Each entry is to be restated word for word, with nothing omitted.

--- START ---

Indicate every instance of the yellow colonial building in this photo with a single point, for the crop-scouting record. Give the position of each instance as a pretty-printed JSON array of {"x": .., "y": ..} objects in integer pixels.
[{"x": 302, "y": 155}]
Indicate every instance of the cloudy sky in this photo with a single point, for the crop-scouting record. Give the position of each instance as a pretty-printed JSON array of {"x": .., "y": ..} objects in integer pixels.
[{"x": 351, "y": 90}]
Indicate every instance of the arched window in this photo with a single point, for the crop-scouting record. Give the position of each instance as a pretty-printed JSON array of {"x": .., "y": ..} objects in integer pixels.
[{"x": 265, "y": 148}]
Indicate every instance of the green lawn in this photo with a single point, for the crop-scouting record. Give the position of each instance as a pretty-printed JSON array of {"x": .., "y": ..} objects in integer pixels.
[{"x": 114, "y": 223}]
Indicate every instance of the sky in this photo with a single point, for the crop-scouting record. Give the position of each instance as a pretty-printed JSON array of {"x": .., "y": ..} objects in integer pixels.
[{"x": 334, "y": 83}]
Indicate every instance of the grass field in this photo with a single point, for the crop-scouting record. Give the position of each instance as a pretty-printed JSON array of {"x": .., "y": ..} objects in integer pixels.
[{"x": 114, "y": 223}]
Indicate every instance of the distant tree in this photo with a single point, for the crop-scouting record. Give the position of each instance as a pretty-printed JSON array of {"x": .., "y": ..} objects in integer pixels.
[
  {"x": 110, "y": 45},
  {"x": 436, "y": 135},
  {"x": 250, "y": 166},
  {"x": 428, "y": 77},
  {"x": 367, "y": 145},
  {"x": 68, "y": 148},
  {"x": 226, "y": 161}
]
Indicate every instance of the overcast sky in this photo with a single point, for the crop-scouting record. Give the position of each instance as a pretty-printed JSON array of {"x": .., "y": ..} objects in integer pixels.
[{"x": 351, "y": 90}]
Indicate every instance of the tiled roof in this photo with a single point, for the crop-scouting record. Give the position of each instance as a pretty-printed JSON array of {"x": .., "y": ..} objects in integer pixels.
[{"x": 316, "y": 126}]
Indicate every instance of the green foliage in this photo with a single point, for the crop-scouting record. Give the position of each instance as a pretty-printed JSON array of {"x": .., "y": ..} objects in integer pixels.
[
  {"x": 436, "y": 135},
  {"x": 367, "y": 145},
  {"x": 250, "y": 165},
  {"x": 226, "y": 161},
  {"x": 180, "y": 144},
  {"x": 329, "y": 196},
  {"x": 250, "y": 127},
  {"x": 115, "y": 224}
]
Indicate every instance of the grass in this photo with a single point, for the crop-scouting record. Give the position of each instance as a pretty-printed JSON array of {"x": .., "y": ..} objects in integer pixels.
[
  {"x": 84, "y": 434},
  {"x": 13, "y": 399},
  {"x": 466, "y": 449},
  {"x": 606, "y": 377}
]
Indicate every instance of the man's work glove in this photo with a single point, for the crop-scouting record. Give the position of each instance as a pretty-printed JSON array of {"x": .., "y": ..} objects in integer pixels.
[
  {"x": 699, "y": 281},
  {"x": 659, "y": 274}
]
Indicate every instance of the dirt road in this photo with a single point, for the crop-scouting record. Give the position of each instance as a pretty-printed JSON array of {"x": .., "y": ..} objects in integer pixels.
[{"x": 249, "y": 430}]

--- END ---

COMPLETED EXERCISE
Indicate every instance of the yellow colonial building in this photo with a single point, for the crop-scouting record. Give the position of each instance as a pretty-printed JSON array of {"x": .., "y": ..} objects in integer pixels.
[{"x": 302, "y": 155}]
Indicate every instance of the cloudy sky in this photo with a single point, for the crop-scouting record. Give the position of each instance as a pretty-printed JSON array of {"x": .., "y": ..} objects in integer pixels.
[{"x": 351, "y": 90}]
Indicate every instance of the arched window in this photo with a single point, for the crop-scouting record. Give the position of each instance as a pretty-printed JSON array of {"x": .., "y": ..} objects in integer pixels.
[{"x": 265, "y": 148}]
Indicate every instance of the green lawn in this photo with a single point, for the crop-scouting record. Give the position of each instance as a pretty-printed JSON array of {"x": .., "y": ..} objects in integer pixels.
[{"x": 114, "y": 223}]
Indicate every instance of the sky in this photo with a single point, for the crop-scouting record. Give the position of each instance as a pretty-printed JSON array of {"x": .., "y": ..} objects in integer pixels.
[{"x": 334, "y": 83}]
Indicate every instance of the grass field in this photo with a single point, for the crop-scouting record. Give the position of each instance as a pretty-printed JSON array of {"x": .., "y": ..} objects in integer pixels.
[{"x": 114, "y": 223}]
Indicate every instance of the distant tree in this photo with a single point, for the crop-scouting record. Give the position of each instance as a pretty-printed JSON array of {"x": .., "y": ..} objects in integer pixels.
[
  {"x": 110, "y": 45},
  {"x": 436, "y": 135},
  {"x": 250, "y": 166},
  {"x": 428, "y": 77},
  {"x": 367, "y": 145},
  {"x": 68, "y": 148},
  {"x": 226, "y": 161}
]
Indicate every instance of the overcast sky in this photo with a single point, for the crop-scouting record. Give the position of each instance as a pretty-printed JSON array of {"x": .., "y": ..} objects in integer pixels.
[{"x": 351, "y": 90}]
Indicate every instance of the tiled roof in this photo with a single point, for the crop-scouting record. Give the position of each instance as a pretty-printed JSON array of {"x": .., "y": ..} objects in integer pixels.
[{"x": 316, "y": 126}]
Indicate every instance of the green foliage in this photo with a single point, for the crop-scouting record. Give the position of each instance as a pretty-printed JSON array of {"x": .., "y": ..} objects in integer pixels.
[
  {"x": 436, "y": 135},
  {"x": 367, "y": 145},
  {"x": 250, "y": 165},
  {"x": 226, "y": 161},
  {"x": 180, "y": 144},
  {"x": 329, "y": 196},
  {"x": 250, "y": 127},
  {"x": 115, "y": 224}
]
Indicate every instance of the grass in this photo with a single point, for the crop-scouting record. Give the position of each instance as a pretty-printed JSON array of {"x": .., "y": ..} objects in integer pixels.
[
  {"x": 84, "y": 434},
  {"x": 13, "y": 399},
  {"x": 466, "y": 449},
  {"x": 606, "y": 377}
]
Indicate every instance of the man's work glove in this photo with a single point, for the crop-scouting record. Give the position of each instance as a pretty-printed JSON array of {"x": .., "y": ..} objects in integer pixels.
[
  {"x": 699, "y": 281},
  {"x": 659, "y": 274}
]
Indicate every instance of the dirt road in this photo with a single point, for the crop-scouting record. Give the position of each instance as a pretty-printed JSON array of {"x": .., "y": ..} objects in integer pixels.
[{"x": 249, "y": 430}]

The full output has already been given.